### Passage given

** BEGIN **

I discovered my love of gardening with my Grandmother. Now, you need to know my grandmother was a powerhouse. A tiny women who wheeled great respect. Alexandra (Billie) Anderson, known to all as Mrs. Anderson, ran Ten Gables Resort and Golf Course in Sundridge, Ontario by herself for many years. Long before Women’s Lib, grandmother was a business woman, a mother, and a wife. Go Grandma!
I loved my time spent there with her. There was no getting around my grandmother. She ruled! Stand up straight, be proud of being tall. Don’t sit on the counters, counters are for glasses. Respect the family – she was all about family and tradition. There were strict rules on what was to be served to her guests, how it was to be served, how a bed was made, how to treat a guest and yes, guests were treated like royalty, and they became family. A past guest told me how nervous she was to meet my Grandmother. This lovely lady had been invited to Ten Gables to dine with her fiancees family, and she was more nervous to meet Mrs. Anderson than to meet her new family. Grandmother had that effect on people.

** END **

### Data segment
** BEGIN **

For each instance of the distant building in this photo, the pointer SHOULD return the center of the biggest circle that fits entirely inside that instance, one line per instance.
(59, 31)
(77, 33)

** END **

### Exercise instructions
- 1) According to the passage about the grandmother, what were the strict rules at Ten Gables about? List every item named.
- 2) In the passage about the grandmother, why were people not to sit on the counters?
- 3) Print the passage about the grandmother from "I discovered my" up to and including "wife. Go Grandma!".
The listing has no connection to the passage about the grandmother.

### Task-by-task solutions
- 1)
- What was to be served to her guests
- How it was to be served
- How a bed was made
- How to treat a guest

- 2) Counters were for glasses.

- 3)
I discovered my love of gardening with my Grandmother. Now, you need to know my grandmother was a powerhouse. A tiny women who wheeled great respect. Alexandra (Billie) Anderson, known to all as Mrs. Anderson, ran Ten Gables Resort and Golf Course in Sundridge, Ontario by herself for many years. Long before Women’s Lib, grandmother was a business woman, a mother, and a wife. Go Grandma!